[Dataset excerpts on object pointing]

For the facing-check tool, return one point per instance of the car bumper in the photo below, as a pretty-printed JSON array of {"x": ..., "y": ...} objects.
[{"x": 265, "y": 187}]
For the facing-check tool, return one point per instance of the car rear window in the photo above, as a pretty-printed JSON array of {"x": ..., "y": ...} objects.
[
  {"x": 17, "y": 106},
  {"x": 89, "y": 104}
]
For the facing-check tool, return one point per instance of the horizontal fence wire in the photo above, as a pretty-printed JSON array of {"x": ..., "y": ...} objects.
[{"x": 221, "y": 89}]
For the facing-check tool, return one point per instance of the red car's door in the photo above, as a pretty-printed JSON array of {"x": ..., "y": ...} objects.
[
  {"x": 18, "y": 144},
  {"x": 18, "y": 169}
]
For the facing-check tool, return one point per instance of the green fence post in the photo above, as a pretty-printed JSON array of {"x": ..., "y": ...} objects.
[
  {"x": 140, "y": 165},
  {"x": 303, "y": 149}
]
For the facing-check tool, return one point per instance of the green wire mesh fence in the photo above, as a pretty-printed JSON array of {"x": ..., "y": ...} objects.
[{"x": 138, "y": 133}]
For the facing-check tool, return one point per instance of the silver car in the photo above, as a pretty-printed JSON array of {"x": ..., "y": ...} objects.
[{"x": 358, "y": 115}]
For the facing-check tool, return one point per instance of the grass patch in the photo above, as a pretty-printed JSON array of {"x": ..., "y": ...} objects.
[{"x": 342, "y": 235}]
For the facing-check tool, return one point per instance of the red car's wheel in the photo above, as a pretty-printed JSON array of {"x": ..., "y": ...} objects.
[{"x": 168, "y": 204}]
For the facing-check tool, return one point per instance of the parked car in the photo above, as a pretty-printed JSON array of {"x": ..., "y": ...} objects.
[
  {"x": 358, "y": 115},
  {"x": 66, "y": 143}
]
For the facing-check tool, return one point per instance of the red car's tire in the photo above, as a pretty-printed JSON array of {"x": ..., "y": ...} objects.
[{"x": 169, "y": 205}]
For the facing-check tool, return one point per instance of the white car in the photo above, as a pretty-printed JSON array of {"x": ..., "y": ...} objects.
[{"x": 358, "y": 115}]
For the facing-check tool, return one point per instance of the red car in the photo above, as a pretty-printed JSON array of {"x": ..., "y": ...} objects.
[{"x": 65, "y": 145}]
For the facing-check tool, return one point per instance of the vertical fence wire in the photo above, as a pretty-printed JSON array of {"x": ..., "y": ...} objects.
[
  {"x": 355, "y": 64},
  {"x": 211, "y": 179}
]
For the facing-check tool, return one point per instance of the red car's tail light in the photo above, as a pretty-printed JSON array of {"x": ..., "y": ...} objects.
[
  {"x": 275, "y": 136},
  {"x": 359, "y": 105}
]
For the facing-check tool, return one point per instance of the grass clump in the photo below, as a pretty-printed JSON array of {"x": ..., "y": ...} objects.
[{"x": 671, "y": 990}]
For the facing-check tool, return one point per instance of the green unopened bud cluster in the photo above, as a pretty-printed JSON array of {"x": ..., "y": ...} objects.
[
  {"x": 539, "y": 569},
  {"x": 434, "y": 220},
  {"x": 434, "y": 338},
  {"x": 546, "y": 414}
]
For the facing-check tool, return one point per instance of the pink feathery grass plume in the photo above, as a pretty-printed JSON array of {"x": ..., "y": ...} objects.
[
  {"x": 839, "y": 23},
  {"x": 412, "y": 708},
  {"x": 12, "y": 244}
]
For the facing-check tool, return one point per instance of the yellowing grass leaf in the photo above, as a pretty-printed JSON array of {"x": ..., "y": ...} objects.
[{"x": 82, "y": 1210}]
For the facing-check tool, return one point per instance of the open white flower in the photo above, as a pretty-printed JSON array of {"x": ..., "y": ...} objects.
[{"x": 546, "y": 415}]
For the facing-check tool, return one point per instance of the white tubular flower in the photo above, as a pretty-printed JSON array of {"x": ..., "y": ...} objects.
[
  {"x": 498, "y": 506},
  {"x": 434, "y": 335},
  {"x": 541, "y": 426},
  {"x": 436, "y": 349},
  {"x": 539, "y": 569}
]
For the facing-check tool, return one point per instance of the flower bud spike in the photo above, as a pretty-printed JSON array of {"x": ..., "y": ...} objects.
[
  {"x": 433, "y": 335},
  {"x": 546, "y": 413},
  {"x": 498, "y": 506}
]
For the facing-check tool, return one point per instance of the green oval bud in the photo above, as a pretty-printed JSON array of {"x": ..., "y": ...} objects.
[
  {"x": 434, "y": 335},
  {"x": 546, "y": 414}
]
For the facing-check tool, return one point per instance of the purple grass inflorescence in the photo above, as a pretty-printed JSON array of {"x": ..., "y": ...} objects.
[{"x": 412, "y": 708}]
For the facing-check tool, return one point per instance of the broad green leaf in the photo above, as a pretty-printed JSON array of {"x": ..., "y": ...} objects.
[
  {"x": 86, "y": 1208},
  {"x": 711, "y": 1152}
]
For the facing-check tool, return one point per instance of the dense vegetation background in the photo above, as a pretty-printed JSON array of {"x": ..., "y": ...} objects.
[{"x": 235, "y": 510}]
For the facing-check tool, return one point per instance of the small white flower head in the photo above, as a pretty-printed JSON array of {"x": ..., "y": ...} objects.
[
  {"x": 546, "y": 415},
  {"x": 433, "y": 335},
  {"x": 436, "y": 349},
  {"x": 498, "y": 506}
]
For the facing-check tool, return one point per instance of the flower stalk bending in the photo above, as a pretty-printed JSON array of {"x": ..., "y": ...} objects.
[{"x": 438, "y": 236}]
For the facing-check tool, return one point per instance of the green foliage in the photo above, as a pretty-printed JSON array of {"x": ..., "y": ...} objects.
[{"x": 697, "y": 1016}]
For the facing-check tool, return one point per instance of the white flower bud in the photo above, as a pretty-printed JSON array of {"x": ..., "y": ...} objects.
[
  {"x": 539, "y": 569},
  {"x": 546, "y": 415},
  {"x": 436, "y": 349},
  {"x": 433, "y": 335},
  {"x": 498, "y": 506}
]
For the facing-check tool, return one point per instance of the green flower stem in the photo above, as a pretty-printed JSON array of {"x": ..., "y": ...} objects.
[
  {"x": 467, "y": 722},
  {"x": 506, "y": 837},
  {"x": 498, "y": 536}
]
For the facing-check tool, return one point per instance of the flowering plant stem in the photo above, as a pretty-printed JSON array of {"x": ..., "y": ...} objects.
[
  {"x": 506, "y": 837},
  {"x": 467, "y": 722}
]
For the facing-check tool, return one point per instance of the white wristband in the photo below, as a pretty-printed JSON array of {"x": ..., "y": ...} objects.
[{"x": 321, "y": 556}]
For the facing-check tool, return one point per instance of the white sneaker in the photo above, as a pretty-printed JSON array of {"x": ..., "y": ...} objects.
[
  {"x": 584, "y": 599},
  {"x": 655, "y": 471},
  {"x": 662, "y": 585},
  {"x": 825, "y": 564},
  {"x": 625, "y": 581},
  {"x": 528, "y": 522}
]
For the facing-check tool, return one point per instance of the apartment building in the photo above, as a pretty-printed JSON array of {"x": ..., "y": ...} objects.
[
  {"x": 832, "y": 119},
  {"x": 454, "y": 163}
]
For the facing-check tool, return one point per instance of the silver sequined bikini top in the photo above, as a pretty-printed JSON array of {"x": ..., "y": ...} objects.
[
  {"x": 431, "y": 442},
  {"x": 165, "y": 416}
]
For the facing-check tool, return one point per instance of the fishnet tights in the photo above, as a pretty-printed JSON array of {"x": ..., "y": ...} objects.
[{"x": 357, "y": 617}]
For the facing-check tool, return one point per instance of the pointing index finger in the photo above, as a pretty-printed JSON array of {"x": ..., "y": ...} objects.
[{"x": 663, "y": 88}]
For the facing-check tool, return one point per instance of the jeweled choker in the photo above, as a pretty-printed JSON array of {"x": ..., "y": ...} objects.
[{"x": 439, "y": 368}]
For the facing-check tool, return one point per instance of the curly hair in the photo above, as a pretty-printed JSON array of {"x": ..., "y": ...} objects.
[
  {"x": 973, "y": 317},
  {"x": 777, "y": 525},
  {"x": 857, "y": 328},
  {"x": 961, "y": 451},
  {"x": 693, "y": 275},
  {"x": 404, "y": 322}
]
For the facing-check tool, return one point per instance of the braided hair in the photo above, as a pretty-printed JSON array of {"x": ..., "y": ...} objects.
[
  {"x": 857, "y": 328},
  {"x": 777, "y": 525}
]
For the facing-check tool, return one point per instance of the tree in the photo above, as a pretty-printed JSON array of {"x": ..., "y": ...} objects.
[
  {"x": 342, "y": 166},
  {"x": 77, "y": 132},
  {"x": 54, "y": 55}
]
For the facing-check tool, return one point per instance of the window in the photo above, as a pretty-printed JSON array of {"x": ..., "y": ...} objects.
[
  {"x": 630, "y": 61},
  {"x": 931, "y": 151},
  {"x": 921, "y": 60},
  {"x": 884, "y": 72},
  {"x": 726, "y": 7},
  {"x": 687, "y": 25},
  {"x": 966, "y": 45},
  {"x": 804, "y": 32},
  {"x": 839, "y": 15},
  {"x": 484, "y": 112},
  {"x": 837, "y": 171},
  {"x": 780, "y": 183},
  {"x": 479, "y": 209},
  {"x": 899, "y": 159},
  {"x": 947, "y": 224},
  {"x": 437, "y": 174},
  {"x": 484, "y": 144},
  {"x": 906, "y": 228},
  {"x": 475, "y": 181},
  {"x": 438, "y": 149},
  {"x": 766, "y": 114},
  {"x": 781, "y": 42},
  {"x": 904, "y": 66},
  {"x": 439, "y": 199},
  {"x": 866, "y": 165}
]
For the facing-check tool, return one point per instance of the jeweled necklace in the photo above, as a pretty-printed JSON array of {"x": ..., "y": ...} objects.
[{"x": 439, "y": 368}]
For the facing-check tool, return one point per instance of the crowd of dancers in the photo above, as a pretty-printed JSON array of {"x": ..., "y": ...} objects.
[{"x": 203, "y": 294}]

PROBLEM DETAILS »
Each line from the one containing "the jeweled necklace" to the end of the listing above should be copied exactly, and nothing else.

SOLUTION »
For the facing-check tool, return one point per instance of the jeweled necklace in the photo above, as a pretty-printed JSON array of {"x": ..., "y": ...} objects.
[{"x": 439, "y": 368}]
For the facing-check tool, return one point per instance of the crowd of dancers in the photo above, as a pretty-printed JSON array of {"x": ..., "y": ...} objects.
[{"x": 203, "y": 294}]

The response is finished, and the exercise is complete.